Could you reproduce the journal entries below word for word, in full?

* _ARTICLE_:
########

Low key and a glimpse

10:28am I drove to the office this morning to work on a presentation for tomorrow. As I drove I thought about chaplaincy, sales and operations. The three jobs I have had in my twenty two plus year career. Being the hospice chaplain was far and away the best. Sales were far and away the worst. I miss being the chaplain. I am relieved I don’t do sales. Operations aren’t bad. But not my passion. I am not a hard charger. A visitor who interviewed me for this job described me as “low key.” I get that a lot. “Quiet” “low key” “calm presence” those are good traits for a Chaplain, not as much for a leader. Definitely not good traits for sales. As I pulled into the office I had a glimpse of remembering what it felt like to be the chaplain. To not worry about job security. To not be constantly scared of reprimand or dismissal.

Family left

6:29am my family has packed up and left. Now the apartment is quiet. Uncluttered. The quiet isn’t better. But it isn’t worse. It is just a different way to live. What is the best way to live? The easy answer is surrounded by people. Engaged in relationships. Part of a group. But that isn’t always the case. There is value in being alone. Taking time to explore the inner world. Personally, solitude restores my spirit. When I am with my wife and daughter I feel swirling chaos. Particularly with my wife. Her parenting style is frenetic. Being with her makes me feel overwhelmed. Helpless. Frustrated. That is who she is, how she parents. I accept it but I look forward to a time when my daughter is older. When we can spend more time together. She will reach a point where she wants to explore the world. I want to give her the opportunity to do that. I think my wife has more interest in keeping her vulnerable.

########

* _MATERIAL PROVIDED_:
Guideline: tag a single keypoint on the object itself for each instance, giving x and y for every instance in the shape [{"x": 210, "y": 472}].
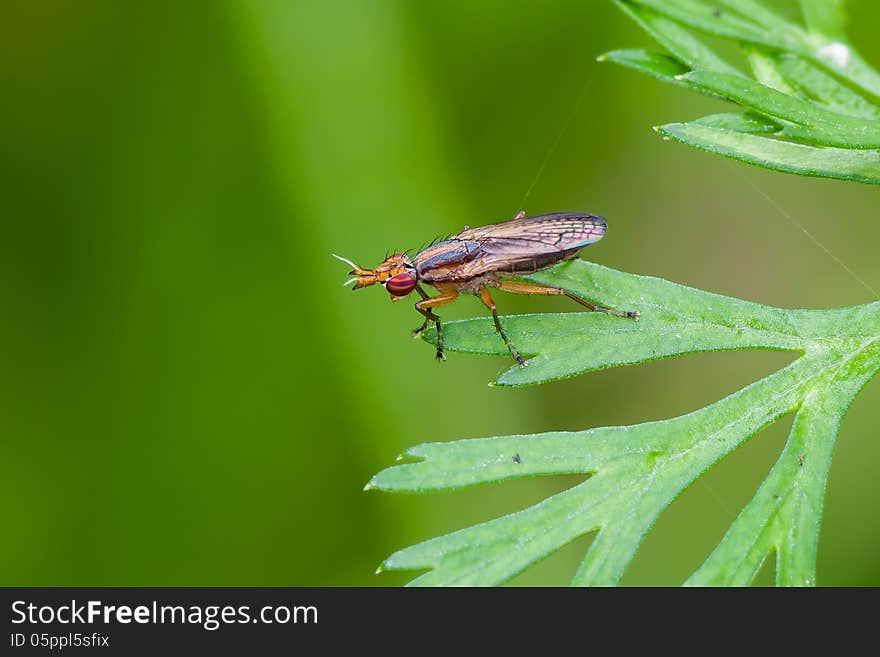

########

* _FINISHED TASK_:
Low key and a glimpse

10:28am I drove to the office this morning to work on a presentation for tomorrow. As I drove I thought about chaplaincy, sales and operations. The three jobs I have had in my twenty two plus year career. Being the hospice chaplain was far and away the best. Sales were far and away the worst. I miss being the chaplain. I am relieved I don’t do sales. Operations aren’t bad. But not my passion. I am not a hard charger. A visitor who interviewed me for this job described me as “low key.” I get that a lot. “Quiet” “low key” “calm presence” those are good traits for a Chaplain, not as much for a leader. Definitely not good traits for sales. As I pulled into the office I had a glimpse of remembering what it felt like to be the chaplain. To not worry about job security. To not be constantly scared of reprimand or dismissal.

Family left

6:29am my family has packed up and left. Now the apartment is quiet. Uncluttered. The quiet isn’t better. But it isn’t worse. It is just a different way to live. What is the best way to live? The easy answer is surrounded by people. Engaged in relationships. Part of a group. But that isn’t always the case. There is value in being alone. Taking time to explore the inner world. Personally, solitude restores my spirit. When I am with my wife and daughter I feel swirling chaos. Particularly with my wife. Her parenting style is frenetic. Being with her makes me feel overwhelmed. Helpless. Frustrated. That is who she is, how she parents. I accept it but I look forward to a time when my daughter is older. When we can spend more time together. She will reach a point where she wants to explore the world. I want to give her the opportunity to do that. I think my wife has more interest in keeping her vulnerable.